[Recorded data]
────────────────

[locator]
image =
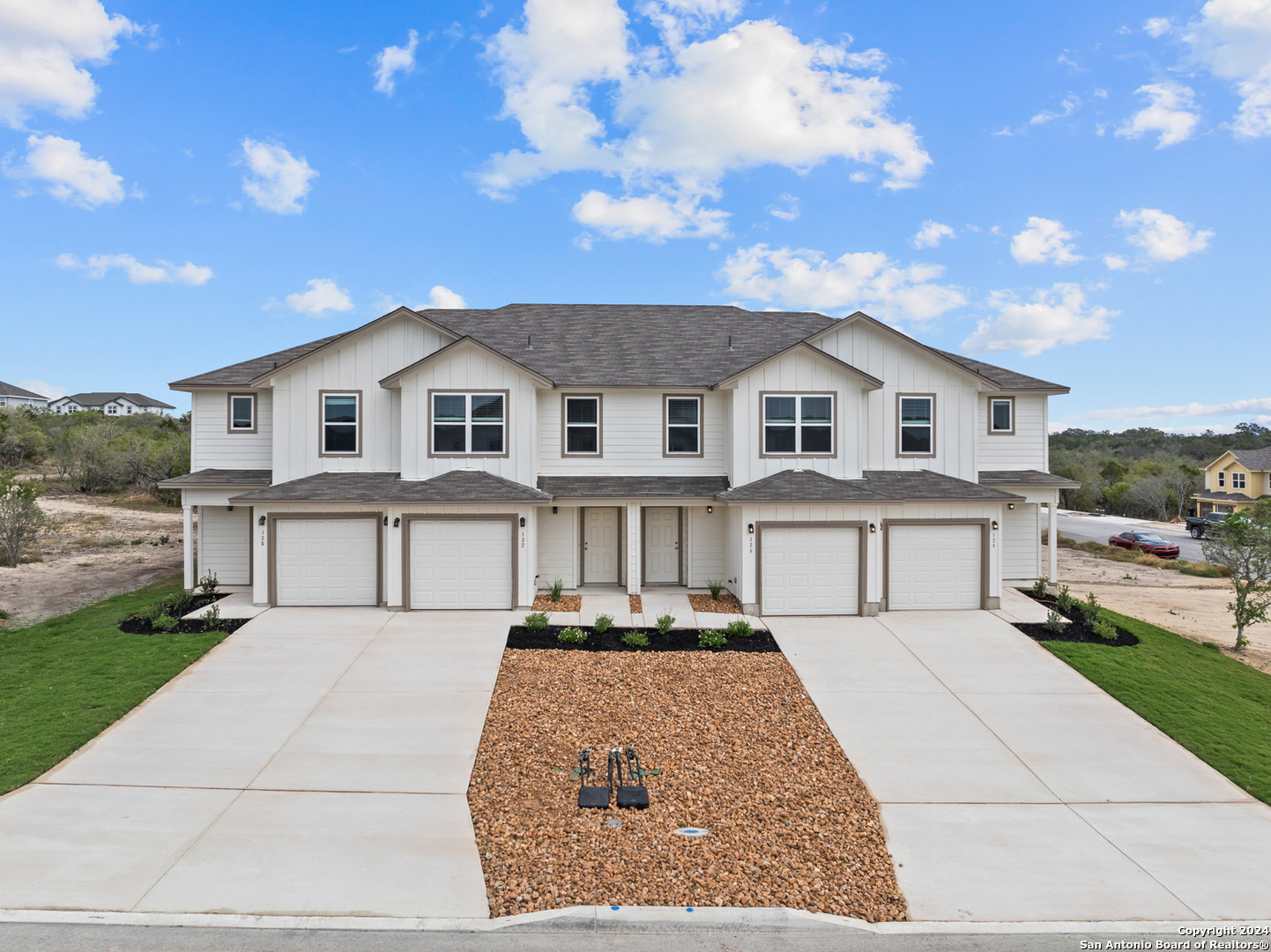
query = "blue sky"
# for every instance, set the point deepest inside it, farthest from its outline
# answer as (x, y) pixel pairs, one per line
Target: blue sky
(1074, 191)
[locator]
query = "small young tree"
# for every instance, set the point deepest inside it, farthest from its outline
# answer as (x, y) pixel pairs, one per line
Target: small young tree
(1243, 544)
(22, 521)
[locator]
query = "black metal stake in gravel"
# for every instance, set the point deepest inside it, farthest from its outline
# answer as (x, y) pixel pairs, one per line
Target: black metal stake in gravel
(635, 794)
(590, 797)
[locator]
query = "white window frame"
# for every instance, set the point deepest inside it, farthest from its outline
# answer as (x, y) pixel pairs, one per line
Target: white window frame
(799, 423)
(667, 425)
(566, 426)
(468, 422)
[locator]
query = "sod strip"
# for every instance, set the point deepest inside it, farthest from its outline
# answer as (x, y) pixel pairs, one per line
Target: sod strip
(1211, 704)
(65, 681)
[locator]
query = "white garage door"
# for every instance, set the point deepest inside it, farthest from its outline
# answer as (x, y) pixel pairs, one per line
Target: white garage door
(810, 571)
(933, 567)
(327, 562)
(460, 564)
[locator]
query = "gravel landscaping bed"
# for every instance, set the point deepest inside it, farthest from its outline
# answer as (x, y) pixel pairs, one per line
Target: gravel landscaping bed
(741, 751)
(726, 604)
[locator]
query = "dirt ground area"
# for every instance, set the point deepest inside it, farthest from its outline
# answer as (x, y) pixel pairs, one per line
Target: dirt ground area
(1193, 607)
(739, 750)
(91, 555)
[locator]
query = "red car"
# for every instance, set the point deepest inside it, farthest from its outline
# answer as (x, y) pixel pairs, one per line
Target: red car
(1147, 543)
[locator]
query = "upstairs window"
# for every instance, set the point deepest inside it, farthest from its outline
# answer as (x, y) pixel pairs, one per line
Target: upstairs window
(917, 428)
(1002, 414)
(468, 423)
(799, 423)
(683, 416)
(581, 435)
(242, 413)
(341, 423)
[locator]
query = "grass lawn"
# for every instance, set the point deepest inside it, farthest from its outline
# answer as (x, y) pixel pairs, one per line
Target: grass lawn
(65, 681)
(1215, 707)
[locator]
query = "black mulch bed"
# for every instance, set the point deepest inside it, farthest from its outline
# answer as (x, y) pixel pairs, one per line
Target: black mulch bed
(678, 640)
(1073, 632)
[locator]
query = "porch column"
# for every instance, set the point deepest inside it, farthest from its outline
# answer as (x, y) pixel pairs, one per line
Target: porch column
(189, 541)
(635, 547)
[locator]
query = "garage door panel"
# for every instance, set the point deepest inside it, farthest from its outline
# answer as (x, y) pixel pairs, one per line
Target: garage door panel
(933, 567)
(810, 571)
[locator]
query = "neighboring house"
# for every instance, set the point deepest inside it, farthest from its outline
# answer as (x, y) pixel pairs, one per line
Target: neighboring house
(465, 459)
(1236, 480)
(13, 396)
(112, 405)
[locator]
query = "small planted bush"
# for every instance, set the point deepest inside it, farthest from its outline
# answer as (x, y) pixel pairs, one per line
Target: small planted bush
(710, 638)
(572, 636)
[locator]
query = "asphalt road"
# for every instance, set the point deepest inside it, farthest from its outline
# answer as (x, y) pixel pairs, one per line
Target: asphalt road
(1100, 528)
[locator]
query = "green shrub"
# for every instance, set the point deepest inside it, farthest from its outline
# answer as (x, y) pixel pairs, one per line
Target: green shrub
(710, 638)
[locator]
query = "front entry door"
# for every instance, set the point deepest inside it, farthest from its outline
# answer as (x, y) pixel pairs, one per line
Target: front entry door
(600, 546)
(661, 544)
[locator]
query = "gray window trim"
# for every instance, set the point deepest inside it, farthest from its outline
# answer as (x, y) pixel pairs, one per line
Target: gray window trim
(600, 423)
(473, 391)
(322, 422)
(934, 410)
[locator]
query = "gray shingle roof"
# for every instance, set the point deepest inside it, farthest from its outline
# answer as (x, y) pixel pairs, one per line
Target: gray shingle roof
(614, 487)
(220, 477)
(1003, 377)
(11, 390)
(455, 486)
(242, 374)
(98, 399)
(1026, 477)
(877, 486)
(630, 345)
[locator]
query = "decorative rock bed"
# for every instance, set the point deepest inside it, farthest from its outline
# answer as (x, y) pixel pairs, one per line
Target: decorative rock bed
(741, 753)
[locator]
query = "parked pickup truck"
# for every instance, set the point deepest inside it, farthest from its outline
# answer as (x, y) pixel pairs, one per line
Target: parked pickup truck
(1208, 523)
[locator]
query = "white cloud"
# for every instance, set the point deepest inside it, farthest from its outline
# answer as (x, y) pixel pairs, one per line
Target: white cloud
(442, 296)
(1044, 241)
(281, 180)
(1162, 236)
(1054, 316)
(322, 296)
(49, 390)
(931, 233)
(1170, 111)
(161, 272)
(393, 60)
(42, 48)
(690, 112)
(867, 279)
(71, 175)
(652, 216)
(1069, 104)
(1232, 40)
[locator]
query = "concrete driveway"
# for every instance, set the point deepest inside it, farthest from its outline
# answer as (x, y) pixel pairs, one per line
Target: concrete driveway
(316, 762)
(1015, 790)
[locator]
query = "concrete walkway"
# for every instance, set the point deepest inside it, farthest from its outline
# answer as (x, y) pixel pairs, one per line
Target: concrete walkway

────────────────

What is required
The entries above are to be returned exactly, without their pictures.

Finished exercise
[locator]
image =
query = "blue sky"
# for every instance, set the point deepest inside it, farthest from its outline
# answer as (x, y) pixel pairs, one per line
Target: blue sky
(1074, 191)
[locator]
query = "small young tree"
# for every instance, set the point deepest inside it, farthest from its outline
# answer as (x, y) pixel pairs, one per line
Target: small young tree
(1243, 544)
(22, 521)
[locator]
query = "black metal stake in gravel"
# for every instance, set the point deepest inside it, farthest from its outline
# answer as (x, y) pixel pairs, one per line
Target: black metal stake in gravel
(635, 794)
(590, 797)
[locator]
query = "white window frame"
# for every instance, set the point deepest inside it, farthest from its outline
# answer as (x, y) pixel pairs, one per line
Target: white window frame
(799, 423)
(667, 425)
(566, 426)
(468, 422)
[locator]
query = "sod strip"
# for every instance, set the point deepest inside it, farthest from its outline
# answer as (x, y) pixel pairs, one per line
Target: sod strip
(1211, 704)
(65, 681)
[locator]
query = "white garage door"
# for every instance, set the point deepest inside it, farthest from its outline
# answer as (x, y) pixel pairs, one per line
Target: white garage door
(810, 571)
(933, 567)
(327, 562)
(460, 564)
[locator]
query = "gravel landscaping bed"
# for every instance, set the point deepest inside it, farthest from its outline
# answer as (x, y) pixel pairs, one per line
Target: gravel landscaping bed
(741, 751)
(726, 604)
[locator]
query = "dirt ground area"
# for every instance, set the point deepest inside it, farthest from its outline
# answer as (x, y) pixel pairs, one per line
Target: dirt ground area
(1193, 607)
(739, 750)
(91, 555)
[locator]
query = "red car"
# for every instance, set the point deepest inside it, farthest from its outline
# answer as (x, y) pixel pairs, one per line
Target: red car
(1147, 543)
[locator]
query = "upstairs window"
# for every instance, set the point deepest inside it, farthest from its outline
# answer as (x, y) pixel pairs, one per line
Target: upstairs window
(917, 428)
(1002, 414)
(468, 423)
(799, 423)
(683, 416)
(581, 435)
(242, 413)
(341, 423)
[locator]
query = "grass lawn"
# for every instance, set the point deepest inside it, farthest from its outline
# answer as (x, y) pixel pairs, one per line
Target: grass lawn
(65, 681)
(1215, 707)
[locator]
query = "black mulch bed"
# for every instance, set the point deepest inside it, farthest from its outline
# answer as (x, y) pixel pairs, one per line
Target: black mulch bed
(678, 640)
(1073, 632)
[locator]
query = "porch column"
# for every instance, set the point deepest inside it, farthest from its outline
# answer as (x, y) pixel pairs, one per line
Target: porch column
(189, 541)
(635, 547)
[locator]
query = "garage door panel"
# for every instance, set the point deepest inside it, farthest from its outline
# answer as (x, y) pixel pairs, one per line
Target: garage door panel
(933, 567)
(810, 571)
[locator]
query = "neighboring house"
# for every instance, set the point deepest inside it, farthest from its outline
# answer as (x, y) pixel pairs, one per line
Target: neighboring house
(465, 459)
(1236, 480)
(13, 396)
(112, 405)
[locator]
query = "small planted bush"
# for every instance, set the point deepest inside it, farthest from its outline
# answer as (x, y) pixel pairs, one per line
Target: small planted bush
(710, 638)
(572, 636)
[locator]
query = "asphalt road"
# for every instance, set the point deepest inside it, farthest from its outline
# answer as (x, y) pixel pairs, one per line
Target: asphalt road
(1100, 528)
[locator]
query = "green shrub"
# for every instance, set the point deepest inside it, farthest from its outline
# answer as (x, y) pixel pairs, one per line
Target: green shrub
(710, 638)
[locator]
query = "front entry door"
# for every instance, set the point deepest inside it, farthest from its outline
# answer as (x, y) pixel pairs, one per line
Target: front entry door
(600, 546)
(661, 544)
[locator]
query = "gray window trim"
# for every instance, set the point deepest inside it, farthest from its outline
# answer as (x, y) pixel pairs, one per line
Target: gray window trim
(600, 423)
(473, 391)
(322, 422)
(934, 410)
[locator]
query = "gray shingle roof"
# for every instance, set the point deepest inside it, farthest from its outline
# answer as (x, y) pixel pairs, one per line
Target: gray shingle roof
(614, 487)
(220, 477)
(1003, 377)
(11, 390)
(455, 486)
(242, 374)
(98, 399)
(1026, 477)
(877, 486)
(630, 345)
[locator]
query = "decorative rock bed"
# for every instance, set the point deepest inside it, farthest from its outline
# answer as (x, y) pixel pairs, one per line
Target: decorative rock bed
(741, 753)
[locator]
query = "parked pickup truck"
# for every instance, set the point deepest inside it, farthest from its outline
# answer as (x, y) pixel pairs, one per line
Target: parked pickup truck
(1208, 523)
[locator]
query = "white cloud"
# for every instance, set the point deepest inside it, farthest from its outline
# answer as (x, y) pixel pairs, one per line
Target: white cloud
(442, 296)
(1044, 241)
(281, 180)
(1162, 236)
(1054, 316)
(322, 296)
(49, 390)
(931, 233)
(1170, 111)
(161, 272)
(393, 60)
(42, 48)
(690, 112)
(867, 279)
(71, 175)
(652, 216)
(1069, 104)
(1232, 40)
[locator]
query = "concrete driveway"
# for every instance, set the point deepest inside it, farthest from its outline
# answer as (x, y) pixel pairs, one per line
Target: concrete driveway
(316, 762)
(1015, 790)
[locator]
query = "concrete walkway"
# for every instance, set the point deepest inside it, farthest from its outline
# answer as (x, y) pixel pairs, one per line
Target: concrete walkway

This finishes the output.